DOCUMENT PASSAGE |
The Smithsonian Folklife Festival began in 1967, not long after the Peace Corps, with many similar goals—especially to promote a greater understanding and appreciation of world cultures. In 2011, the Folklife Festival commemorated the agency’s fiftieth anniversary with a program that featured Peace Corps volunteers and their partners from sixteen countries.
In 2021, the Festival once more explores the agency’s significance and impact through a panel discussion featuring Peace Corps acting director Carol Spahn, Rayna Green, Rahama Wright, and Alana DeJoseph, all Returned Peace Corps Volunteers. Join us at 7 p.m. ET on Thursday, March 4, to hear the panel discuss what lies ahead for the Peace Corps as it works to resume its global presence in 2021.

[Stored data entries]
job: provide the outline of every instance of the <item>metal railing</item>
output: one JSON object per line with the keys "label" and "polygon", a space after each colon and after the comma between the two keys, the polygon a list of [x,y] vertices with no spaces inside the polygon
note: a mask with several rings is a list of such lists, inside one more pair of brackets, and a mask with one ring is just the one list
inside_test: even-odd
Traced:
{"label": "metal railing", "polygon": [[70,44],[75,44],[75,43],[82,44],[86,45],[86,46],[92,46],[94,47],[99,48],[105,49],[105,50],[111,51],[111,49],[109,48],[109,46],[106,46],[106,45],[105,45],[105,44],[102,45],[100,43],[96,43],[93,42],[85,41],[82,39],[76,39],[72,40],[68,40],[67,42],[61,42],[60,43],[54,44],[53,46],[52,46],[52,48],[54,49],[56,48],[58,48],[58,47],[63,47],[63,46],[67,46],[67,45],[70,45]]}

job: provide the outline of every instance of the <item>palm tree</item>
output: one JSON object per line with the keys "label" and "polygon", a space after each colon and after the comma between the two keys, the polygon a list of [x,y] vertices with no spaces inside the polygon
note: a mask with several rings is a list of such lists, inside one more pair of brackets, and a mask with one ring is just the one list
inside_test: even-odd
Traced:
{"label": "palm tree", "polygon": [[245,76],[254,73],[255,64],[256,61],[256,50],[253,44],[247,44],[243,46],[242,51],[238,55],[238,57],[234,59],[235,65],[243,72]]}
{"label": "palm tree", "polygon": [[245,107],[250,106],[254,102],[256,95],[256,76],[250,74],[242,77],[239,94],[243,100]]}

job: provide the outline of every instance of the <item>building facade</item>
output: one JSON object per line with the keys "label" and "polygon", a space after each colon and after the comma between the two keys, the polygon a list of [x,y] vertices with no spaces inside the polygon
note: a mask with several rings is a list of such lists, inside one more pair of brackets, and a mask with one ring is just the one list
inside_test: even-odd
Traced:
==
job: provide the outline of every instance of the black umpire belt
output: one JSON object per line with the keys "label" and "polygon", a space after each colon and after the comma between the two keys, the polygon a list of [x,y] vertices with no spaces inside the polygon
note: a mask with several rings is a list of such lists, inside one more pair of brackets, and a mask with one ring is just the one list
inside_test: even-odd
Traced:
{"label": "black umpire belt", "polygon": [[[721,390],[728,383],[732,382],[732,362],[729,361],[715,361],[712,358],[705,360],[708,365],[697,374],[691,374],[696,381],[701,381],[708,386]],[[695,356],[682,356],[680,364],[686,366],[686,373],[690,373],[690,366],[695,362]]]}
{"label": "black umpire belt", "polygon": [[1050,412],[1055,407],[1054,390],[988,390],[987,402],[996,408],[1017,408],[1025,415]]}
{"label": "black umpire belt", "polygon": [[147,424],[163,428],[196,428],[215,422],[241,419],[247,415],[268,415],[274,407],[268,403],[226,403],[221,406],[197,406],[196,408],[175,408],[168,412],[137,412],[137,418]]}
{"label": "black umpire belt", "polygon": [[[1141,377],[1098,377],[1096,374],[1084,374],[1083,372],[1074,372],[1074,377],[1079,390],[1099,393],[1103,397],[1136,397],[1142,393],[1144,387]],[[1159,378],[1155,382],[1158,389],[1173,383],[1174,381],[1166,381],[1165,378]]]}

TASK 1 |
According to the Folklife Festival passage, in what year did the Smithsonian Folklife Festival begin?
TASK 2 |
Using the Folklife Festival passage, explain in one to three sentences why the Festival is holding its 2021 panel discussion.
TASK 3 |
Extend the Folklife Festival passage beyond its last sentence.
The data are unrelated to the Folklife Festival passage.

EXERCISE ANSWER 1 |
It began in 1967.

EXERCISE ANSWER 2 |
The Festival is holding the panel to explore the Peace Corps' significance and impact once more. The panel will also discuss what lies ahead for the Peace Corps as it works to resume its global presence in 2021.

EXERCISE ANSWER 3 |
To learn more about the history of the Peace Corps, the Festival is also making available the documentary film A Towering Task: The Story of the Peace Corps (2019), directed by Alana DeJoseph. Register on Eventbrite to watch the film at your convenience between 5 p.m. ET, Monday, March 1, and 11:59 p.m. ET, Thursday, March 4. Or you can join our watch party on Facebook, from 5 to 6:45 p.m. on March 4, immediately prior to the panel discussion.
About the Participants
From 1992 to 1994, Peace Corps Volunteer Alana DeJoseph was an enterprise development advisor in a small town in Mali, West Africa. Being a Returned Peace Corps Volunteer, she understood that as walls are being built and nations are turning inward, while at the same time global problems like climate change and pandemics are demanding global solutions, a comprehensive documentary of this internationally engaged American agency was urgently needed.
Prior to her retirement in 2014, Rayna Green was senior curator and director of the American Indian Program at the National Museum of American History. With a PhD in folklore and American studies from Indiana University, she served on university faculties, in public service institutions, and on nonprofit boards prior to her thirty-five years at the Smithsonian. From 1964 to 1966, she volunteered with the Peace Corps in Ethiopia.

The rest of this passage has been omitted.